## Source
▬▬▬▬▬▬▬▬▬▬

Setting up an RTBL bot with Riddim

What is it?

Riddim is an XMPP bot framework, which can respond to commands or perform various automated tasks via XMPP.

One of Riddim’s features is to protect rooms it is in using one or more RTBLs, such as those published by xmppbl.org. It can automatically ban users that are found on a blocklist, before they have the opportunity to spam a channel.

How to run Riddim

There are various ways to set up Riddim, but we’re going to focus on running it as a container, because this is the simplest and most widely available method.

Configuration

First, create a file called config.lua with the following contents:

-- Provide the JID and password of the account the bot will use
jid = "antispam@example.com"
password = "secret-account-password"

-- The list of rooms the bot should join
autojoin = {
    "your-channel@channels.example.com";
    "other-channel@somewhere.example";
}

-- What nickname the bot should use
nick = "spamguard"

▬▬▬▬▬▬▬▬▬▬

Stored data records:
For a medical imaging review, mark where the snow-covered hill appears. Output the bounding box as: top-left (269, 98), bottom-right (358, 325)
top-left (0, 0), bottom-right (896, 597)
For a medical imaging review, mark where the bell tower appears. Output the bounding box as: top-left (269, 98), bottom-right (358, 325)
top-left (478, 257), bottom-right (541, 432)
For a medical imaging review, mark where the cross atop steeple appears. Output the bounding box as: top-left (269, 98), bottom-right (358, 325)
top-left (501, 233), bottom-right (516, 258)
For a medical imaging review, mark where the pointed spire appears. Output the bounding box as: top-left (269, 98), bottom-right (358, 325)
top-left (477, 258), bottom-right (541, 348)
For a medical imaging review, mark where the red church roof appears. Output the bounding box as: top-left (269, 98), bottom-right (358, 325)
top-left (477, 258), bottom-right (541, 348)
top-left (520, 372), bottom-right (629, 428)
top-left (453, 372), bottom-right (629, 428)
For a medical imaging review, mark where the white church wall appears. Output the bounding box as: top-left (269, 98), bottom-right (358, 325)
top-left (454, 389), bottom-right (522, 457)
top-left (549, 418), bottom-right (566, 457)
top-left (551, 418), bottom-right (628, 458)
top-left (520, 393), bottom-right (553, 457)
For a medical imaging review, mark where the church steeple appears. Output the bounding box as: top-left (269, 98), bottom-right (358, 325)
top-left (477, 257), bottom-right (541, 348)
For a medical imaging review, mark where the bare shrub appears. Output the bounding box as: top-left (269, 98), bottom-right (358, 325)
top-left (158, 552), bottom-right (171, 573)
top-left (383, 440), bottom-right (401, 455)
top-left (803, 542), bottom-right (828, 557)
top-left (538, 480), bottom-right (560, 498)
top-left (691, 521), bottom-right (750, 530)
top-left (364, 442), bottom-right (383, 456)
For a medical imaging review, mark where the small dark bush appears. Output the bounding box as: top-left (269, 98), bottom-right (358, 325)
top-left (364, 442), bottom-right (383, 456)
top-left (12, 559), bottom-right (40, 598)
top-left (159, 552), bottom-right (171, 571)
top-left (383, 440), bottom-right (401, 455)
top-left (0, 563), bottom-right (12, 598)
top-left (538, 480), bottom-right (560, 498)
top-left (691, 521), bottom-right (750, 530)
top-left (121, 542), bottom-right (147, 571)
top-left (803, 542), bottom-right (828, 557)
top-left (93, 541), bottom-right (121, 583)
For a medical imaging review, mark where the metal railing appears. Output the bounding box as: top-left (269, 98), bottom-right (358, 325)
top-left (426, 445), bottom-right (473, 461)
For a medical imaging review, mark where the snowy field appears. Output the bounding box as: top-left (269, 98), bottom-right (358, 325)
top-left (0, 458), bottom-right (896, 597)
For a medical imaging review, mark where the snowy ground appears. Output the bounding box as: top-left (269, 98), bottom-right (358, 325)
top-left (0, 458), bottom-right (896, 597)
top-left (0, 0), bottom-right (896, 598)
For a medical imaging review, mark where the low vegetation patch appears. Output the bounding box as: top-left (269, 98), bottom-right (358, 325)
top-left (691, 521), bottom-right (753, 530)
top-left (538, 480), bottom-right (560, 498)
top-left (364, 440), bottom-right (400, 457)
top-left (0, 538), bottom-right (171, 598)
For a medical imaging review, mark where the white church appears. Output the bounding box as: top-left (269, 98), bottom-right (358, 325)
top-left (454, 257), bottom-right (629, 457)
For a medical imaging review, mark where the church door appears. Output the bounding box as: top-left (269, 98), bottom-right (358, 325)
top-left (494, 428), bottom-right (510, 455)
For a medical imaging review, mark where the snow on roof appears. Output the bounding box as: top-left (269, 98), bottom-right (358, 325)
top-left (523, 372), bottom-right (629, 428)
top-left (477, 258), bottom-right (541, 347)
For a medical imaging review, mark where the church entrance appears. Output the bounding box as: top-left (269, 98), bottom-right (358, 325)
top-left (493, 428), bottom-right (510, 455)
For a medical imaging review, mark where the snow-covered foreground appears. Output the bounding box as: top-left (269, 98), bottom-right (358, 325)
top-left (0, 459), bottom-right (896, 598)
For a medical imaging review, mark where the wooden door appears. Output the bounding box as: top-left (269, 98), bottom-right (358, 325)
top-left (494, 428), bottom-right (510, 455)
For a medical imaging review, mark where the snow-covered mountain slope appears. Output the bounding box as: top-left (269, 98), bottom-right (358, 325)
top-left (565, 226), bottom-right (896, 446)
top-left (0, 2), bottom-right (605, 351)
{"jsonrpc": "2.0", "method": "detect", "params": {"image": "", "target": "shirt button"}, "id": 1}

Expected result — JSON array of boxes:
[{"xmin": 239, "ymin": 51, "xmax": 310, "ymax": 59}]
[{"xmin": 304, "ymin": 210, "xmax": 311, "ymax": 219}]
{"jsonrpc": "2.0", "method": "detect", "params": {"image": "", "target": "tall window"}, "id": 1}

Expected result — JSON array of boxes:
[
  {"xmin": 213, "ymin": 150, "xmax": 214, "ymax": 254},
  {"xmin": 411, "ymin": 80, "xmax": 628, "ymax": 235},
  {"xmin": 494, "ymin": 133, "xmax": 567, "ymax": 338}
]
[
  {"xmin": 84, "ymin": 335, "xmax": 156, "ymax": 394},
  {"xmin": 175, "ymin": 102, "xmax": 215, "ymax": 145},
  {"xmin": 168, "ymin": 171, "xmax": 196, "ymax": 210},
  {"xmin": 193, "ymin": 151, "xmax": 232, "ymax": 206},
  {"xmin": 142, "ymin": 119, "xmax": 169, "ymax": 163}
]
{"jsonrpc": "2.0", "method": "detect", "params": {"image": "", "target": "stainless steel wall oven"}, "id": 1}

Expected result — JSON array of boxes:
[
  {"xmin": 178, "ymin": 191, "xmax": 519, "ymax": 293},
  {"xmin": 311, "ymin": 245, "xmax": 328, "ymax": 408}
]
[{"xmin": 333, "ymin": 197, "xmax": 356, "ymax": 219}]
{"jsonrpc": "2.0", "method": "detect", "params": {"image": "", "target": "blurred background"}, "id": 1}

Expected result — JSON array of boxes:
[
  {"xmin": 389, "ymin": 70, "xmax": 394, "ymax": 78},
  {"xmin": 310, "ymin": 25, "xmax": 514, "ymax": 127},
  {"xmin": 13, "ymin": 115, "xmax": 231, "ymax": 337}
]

▬▬▬▬▬▬▬▬▬▬

## Parts of the exercise
[1] According to the Riddim setup guide, which method of running Riddim does it focus on?
[2] How many lines of the records contain the word "white"? Count them and give only the number.

## Completed exercise
[1] Running Riddim as a container.

[2] 2